TEXT FOR ANALYSIS below:

Incident Response, Malware, TDR, Vulnerability Management

Microsoft urges users to upgrade from 12-year-old Windows XP

Microsoft released its Security Intelligence Report Volume 15 earlier this week and sprinkled within its roughly 160 pages is one inescapable truth: Windows XP users are growing increasingly vulnerable.

Users of the 12-year-old operating system will be most at risk after April 8, 2014, when Microsoft announced it is no longer providing security updates, non-security fixes or technical support for Windows XP.

The report covers findings gathered from January to June.

“During the first half of 2013, currently supported versions of Windows desktop operating systems (Windows XP, Windows Vista, Windows 7 and Windows 8) all had roughly similar malware encounter rates – between 12 and 20 percent,” Tim Rains, director of Microsoft Trustworthy Computing, said in a Tuesday post. “But Windows XP systems had an infection rate that was six times higher than Windows 8.”

When Microsoft ceased supporting Windows XP Service Pack 2 a couple of years ago, Rains said malware infection skyrocketed 66 percent higher than Windows XP Service Pack 3 – which is the final version of Windows XP that will be supported.

According to a study conducted in April by VMware, 64 percent of enterprise-size companies haven't migrated off Windows XP – and the same goes for 52 percent of midsize firms and 61 percent of small and midsized businesses. End-user downtime, data loss, migration failures and cost are some of the reasons companies have stuck with what works.

End of TEXT FOR ANALYSIS.

APPLY WHAT YOU READ:
[a] Transcribe the Windows XP article, everything from "When Microsoft ceased" down to "will be supported.".
[b] In the Windows XP article, how did the infection rate of Windows XP systems compare with that of Windows 8 during the first half of 2013?

DATA SHOWN below:

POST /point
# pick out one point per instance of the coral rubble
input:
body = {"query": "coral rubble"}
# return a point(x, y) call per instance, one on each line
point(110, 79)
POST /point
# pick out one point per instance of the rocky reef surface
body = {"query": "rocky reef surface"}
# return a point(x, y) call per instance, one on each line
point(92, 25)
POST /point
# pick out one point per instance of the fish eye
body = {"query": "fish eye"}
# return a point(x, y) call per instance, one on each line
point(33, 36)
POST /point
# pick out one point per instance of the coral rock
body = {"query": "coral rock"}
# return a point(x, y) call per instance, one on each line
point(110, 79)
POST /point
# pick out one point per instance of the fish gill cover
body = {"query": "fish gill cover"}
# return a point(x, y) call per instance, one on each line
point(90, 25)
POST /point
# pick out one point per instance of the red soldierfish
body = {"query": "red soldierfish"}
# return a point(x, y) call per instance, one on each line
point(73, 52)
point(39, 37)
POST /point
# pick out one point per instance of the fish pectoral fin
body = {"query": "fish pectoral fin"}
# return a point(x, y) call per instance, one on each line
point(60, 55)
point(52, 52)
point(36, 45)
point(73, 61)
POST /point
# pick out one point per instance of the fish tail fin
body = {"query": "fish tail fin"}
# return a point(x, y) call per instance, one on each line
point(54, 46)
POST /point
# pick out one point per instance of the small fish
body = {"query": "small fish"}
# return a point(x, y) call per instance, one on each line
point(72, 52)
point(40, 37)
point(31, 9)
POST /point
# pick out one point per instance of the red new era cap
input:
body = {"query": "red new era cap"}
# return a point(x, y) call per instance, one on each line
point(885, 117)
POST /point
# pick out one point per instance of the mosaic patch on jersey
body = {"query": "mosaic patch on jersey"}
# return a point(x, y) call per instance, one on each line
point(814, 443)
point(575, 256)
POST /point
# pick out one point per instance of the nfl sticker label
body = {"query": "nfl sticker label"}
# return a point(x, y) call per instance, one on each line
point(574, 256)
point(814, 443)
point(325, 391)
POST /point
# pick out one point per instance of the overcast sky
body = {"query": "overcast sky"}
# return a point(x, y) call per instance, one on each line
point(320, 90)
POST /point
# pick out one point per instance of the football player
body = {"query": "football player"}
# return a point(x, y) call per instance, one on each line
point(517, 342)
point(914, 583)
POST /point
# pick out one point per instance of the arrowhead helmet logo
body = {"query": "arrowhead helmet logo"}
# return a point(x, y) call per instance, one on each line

End of DATA SHOWN.

SOLUTIONS TO THE PROBLEMS:
[a]
When Microsoft ceased supporting Windows XP Service Pack 2 a couple of years ago, Rains said malware infection skyrocketed 66 percent higher than Windows XP Service Pack 3 – which is the final version of Windows XP that will be supported.

[b] It was six times higher than Windows 8.